--- SET TASK ---
Transcribe the stretch of the forum excerpt about Flexi and CASmate fonts from "Flexi uses system" through "over to Windows.".

--- SOURCE EXCERPT ---
::::::
Flexi uses system fonts. It supports special fonts like Casfonts which needs to be installed separately, but regularly any font available in the OS can be used.

Perhaps, there could be a problem with nearly 20 year old Flexi 6.6 files and font ids.
 

Bobby H

Arial Sucks.
I have a fairly big collection of old CASmate SCF fonts, some of which were copied from stacks of 3.5" floppy discs. Way back then CASmate had a font conversion utility that could convert True Type fonts to SCF format. I don't remember if the utility worked with Postscript Type 1 fonts. I don't think it did. Not that it made all that much of a difference. In the early 1990's I was doing more and more of the design work in Windows using CorelDRAW and Adobe Illustrator then exporting the artwork so it could be brought into CASmate, which at first was running in freaking MS-DOS. Then it moved over to Windows.
::::::
--- DATA ENTRIES ---
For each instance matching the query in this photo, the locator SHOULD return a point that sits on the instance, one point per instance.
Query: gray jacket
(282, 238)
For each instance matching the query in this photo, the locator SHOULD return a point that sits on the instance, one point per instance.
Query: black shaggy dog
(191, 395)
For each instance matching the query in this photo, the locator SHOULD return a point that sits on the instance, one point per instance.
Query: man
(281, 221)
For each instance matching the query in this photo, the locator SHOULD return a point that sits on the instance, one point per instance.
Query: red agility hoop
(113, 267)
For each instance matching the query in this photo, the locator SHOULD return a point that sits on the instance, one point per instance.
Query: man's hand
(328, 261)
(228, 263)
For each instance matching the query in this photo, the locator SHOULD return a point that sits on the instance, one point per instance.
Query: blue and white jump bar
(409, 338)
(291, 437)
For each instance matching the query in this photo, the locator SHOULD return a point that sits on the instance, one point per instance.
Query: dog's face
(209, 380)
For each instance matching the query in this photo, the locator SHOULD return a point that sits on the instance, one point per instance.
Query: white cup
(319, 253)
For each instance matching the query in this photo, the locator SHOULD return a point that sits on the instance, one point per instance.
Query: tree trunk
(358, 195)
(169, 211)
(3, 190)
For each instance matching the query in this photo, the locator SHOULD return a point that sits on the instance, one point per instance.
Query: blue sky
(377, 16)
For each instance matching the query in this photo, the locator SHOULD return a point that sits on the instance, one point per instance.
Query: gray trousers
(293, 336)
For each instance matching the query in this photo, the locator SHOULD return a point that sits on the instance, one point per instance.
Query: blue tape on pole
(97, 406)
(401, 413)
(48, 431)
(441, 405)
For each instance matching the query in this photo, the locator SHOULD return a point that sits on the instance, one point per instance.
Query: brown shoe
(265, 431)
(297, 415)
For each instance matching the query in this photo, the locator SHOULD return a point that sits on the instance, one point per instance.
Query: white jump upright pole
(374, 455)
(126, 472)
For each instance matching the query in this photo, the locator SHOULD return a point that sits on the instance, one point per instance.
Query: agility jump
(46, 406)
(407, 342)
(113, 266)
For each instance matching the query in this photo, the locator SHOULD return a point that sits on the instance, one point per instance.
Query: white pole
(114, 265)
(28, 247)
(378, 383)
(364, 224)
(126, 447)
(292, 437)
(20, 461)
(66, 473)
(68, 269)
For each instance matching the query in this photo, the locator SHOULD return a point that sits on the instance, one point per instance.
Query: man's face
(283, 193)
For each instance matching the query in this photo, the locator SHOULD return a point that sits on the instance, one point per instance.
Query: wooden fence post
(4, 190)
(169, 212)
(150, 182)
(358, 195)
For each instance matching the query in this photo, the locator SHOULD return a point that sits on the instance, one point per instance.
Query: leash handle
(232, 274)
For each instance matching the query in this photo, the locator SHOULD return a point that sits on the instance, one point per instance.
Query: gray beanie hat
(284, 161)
::::::
--- SOLUTION ---
Flexi uses system fonts. It supports special fonts like Casfonts which needs to be installed separately, but regularly any font available in the OS can be used.

Perhaps, there could be a problem with nearly 20 year old Flexi 6.6 files and font ids.
 

Bobby H

Arial Sucks.
I have a fairly big collection of old CASmate SCF fonts, some of which were copied from stacks of 3.5" floppy discs. Way back then CASmate had a font conversion utility that could convert True Type fonts to SCF format. I don't remember if the utility worked with Postscript Type 1 fonts. I don't think it did. Not that it made all that much of a difference. In the early 1990's I was doing more and more of the design work in Windows using CorelDRAW and Adobe Illustrator then exporting the artwork so it could be brought into CASmate, which at first was running in freaking MS-DOS. Then it moved over to Windows.